### EXERCICES ÉCRITS
1) D'après l'extrait sur B-girl Cleopatra, en quelle année et avec qui Emmanuelle a-t-elle cofondé la compagnie Tentacle Tribe?
2) Poursuivez l'extrait sur B-girl Cleopatra à partir de sa dernière phrase.

### EXTRAIT À LIRE
....................

Originaire d’Ottawa, Emmanuelle, également connue sous le nom de B-girl Cleopatra, dispose d’un vaste bagage d’expériences en danse contemporaine, en danse urbaine et en break, discipline dans laquelle elle a gagné de nombreux prix dans le cadre de compétitions au Canada, aux États-Unis et en Suède. 

En 2012, elle cofonde avec Elon Höglond la compagnie de création Tentacle Tribe, qui traduit les influences artistiques diversifiées de ses fondateurs, dans une approche authentique rendant celles-ci complémentaires. Sous forme de duos et d’œuvres en groupe, la compagnie se démarque tant au Canada qu’à l’international avec la pièce phare Nobody Likes a Pixelated Squid, puis Fractals of you, Threesixnine et Ghost, pour n’en nommer que quelques-unes.   

Prenant une brève pause de leurs projets respectifs, Emmanuelle et Claudel ont accepté de participer à cette entrevue, le temps d’un café.

 

 

Entrevue

 

C: La dernière fois que l’on s’est vues, je crois que c’était dans des clubs de jazz (rires).

E: Oui c’était l’fun (rires). Those were the days.

C: Oui, les temps ont un peu changé. Il va être intéressant de se parler autour des questions qui ont été proposées parce que l’on se connaît un peu depuis les dernières années, mais pas d’avant cela.

 

Quel a été ton premier contact avec la danse?

 

E: Je suis born and raised à Ottawa. Mon premier contact avec la danse a été par le biais de la famille de ma mère: on appelait cela “les réveillons des Desforges”. Toute sa grande famille québécoise se réunissait et les réveillons étaient de gros partys. J’étais tellement excitée à l’idée d’y aller pour danser sur le beat disco des années 80. Plus tard, j’ai étudié en danse, en ballet et autres mais pas sérieusement en tant qu’enfant. Au secondaire, je suis allée à l’école De La Salle, un centre d’expression artistique, en concentration danse moderne.

C: Ok. Et à quoi ressemblaient les spectacles que tu as vus à cette époque? 

E: Dans le cadre du programme, il fallait voir au moins 10-12 shows au Centre national des Arts (c’était vraiment cool) et on faisait des critiques. J’ai vu Louise Lecavalier et je suis vraiment tombée en amour, Les ballets C de la B, Anna Teresa De Keersmaeker et d’autres gros noms.

....................

### MATÉRIEL FOURNI

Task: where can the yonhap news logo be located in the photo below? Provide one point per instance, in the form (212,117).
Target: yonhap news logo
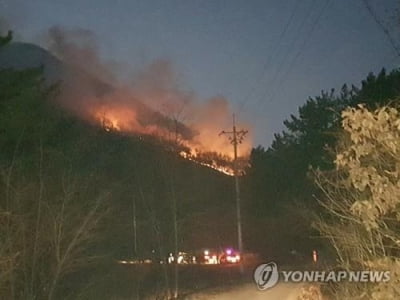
(267,276)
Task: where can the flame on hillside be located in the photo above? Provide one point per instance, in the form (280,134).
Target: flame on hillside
(217,154)
(151,102)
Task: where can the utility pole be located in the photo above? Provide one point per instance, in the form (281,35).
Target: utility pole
(236,137)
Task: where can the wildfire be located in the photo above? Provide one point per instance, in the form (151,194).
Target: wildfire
(204,148)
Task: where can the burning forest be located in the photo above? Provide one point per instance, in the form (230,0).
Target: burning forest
(151,103)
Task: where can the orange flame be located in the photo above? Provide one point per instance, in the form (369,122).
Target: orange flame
(206,147)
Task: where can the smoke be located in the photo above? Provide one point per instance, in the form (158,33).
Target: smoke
(152,102)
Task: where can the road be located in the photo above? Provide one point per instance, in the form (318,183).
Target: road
(283,291)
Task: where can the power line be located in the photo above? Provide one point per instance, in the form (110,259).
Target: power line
(302,47)
(280,67)
(269,60)
(382,26)
(236,137)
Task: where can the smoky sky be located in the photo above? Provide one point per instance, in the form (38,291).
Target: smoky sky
(265,57)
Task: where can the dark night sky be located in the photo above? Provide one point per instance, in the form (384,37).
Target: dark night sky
(266,57)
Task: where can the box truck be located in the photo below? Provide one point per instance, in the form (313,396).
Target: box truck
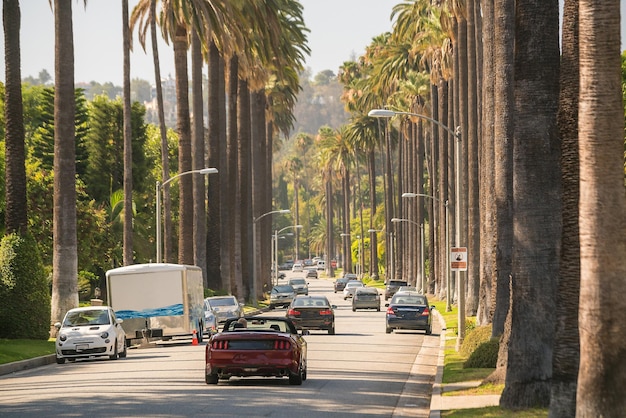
(157,300)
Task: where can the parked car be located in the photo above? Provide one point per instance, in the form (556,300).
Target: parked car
(300,285)
(281,295)
(409,310)
(88,332)
(366,298)
(351,286)
(224,307)
(258,346)
(312,312)
(392,287)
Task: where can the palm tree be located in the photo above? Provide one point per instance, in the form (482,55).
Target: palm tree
(566,355)
(16,219)
(65,251)
(602,214)
(128,143)
(536,206)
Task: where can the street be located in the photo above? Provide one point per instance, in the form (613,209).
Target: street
(360,371)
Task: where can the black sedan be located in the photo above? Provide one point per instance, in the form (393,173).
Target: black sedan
(409,310)
(312,312)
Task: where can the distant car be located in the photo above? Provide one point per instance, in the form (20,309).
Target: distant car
(351,286)
(340,283)
(408,310)
(264,346)
(312,312)
(311,273)
(366,298)
(224,307)
(88,332)
(300,285)
(392,287)
(281,295)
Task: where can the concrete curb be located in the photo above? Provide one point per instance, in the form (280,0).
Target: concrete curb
(17,366)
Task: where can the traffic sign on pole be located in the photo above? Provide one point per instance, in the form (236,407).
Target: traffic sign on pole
(458,258)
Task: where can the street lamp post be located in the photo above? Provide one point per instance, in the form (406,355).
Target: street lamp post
(254,262)
(275,259)
(448,280)
(386,113)
(159,186)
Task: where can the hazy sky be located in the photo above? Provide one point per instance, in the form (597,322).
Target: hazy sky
(340,31)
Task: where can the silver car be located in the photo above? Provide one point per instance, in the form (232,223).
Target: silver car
(223,307)
(351,286)
(366,298)
(281,295)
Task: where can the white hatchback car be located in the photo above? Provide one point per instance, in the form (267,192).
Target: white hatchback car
(91,331)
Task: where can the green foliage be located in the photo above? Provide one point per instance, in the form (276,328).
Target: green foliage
(485,355)
(480,349)
(24,293)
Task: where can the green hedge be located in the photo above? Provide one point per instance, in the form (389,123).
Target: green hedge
(24,291)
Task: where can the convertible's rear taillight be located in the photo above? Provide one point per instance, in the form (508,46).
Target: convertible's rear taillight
(282,345)
(220,345)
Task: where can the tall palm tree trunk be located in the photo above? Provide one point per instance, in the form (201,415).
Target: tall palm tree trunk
(64,249)
(185,223)
(16,214)
(602,375)
(128,144)
(197,158)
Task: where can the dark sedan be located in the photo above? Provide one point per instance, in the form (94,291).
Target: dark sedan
(257,346)
(409,310)
(312,312)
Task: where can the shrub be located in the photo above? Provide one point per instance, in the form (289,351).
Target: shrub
(24,291)
(485,355)
(475,337)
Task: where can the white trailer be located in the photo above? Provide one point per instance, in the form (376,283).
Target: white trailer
(157,300)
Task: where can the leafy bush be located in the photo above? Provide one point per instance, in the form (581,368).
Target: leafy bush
(485,355)
(24,291)
(474,338)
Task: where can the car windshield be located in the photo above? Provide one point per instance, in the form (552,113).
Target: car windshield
(408,300)
(314,302)
(87,317)
(222,302)
(282,289)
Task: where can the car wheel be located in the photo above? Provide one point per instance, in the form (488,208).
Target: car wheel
(123,353)
(114,355)
(211,379)
(296,379)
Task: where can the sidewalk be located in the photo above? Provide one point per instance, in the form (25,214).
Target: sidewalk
(439,402)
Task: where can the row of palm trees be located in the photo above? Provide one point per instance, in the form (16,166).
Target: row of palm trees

....................

### CORRIGÉ PAR EXERCICE
1) En 2012, avec Elon Höglond.

2)
C’est là que j’ai compris qu’il était possible de faire carrière comme danseuse et que c’était ce que je voulais faire.

 

À quoi rêvais-tu lorsque tu étais jeune?

 

E: Je me rappelle que je voulais être astronaute. Je voulais faire quelque chose d’important et de grandiose. De ce que je me souviens, je ne voulais pas me marier et je ne voulais pas d’enfant (rires). Et je voulais être rebelle et punk to break the rules

C: Tu voulais être une punk/astronaute (rires).

E: Oui (rires). I don’t know, tu es jeune et tu rêves. 

C: Et vers quel âge as-tu ressenti l’appel de la carrière artistique? Au secondaire?

E: Même là, je voulais juste m’amuser. J’étais bonne en maths, en sciences physiques et en chimie et mon père voulait que j’aie quelque chose de stable dans la vie. Pour lui, faire carrière en danse n’était pas réaliste: “tu vas aller te chercher un baccalauréat et tu vas être docteur” (ou une profession du genre). Donc il pensait que j’allais me diriger vers cela mais à la fin de mon secondaire, j’ai gagné un prix pour toutes les concentrations en art et cela a peut-être poussé mon père à se dire: “ok, vas-y”. Et puis, j’ai fait un Bac en danse contemporaine à Concordia donc c’était peut-être une forme de compromis que de se dire que j’ai fait un baccalauréat, mais en danse.

C: Et après cela, quel a été ton parcours? Est-ce que tu as été interprète dans d’autres compagnies? Est-ce que tu avais déjà tes projets?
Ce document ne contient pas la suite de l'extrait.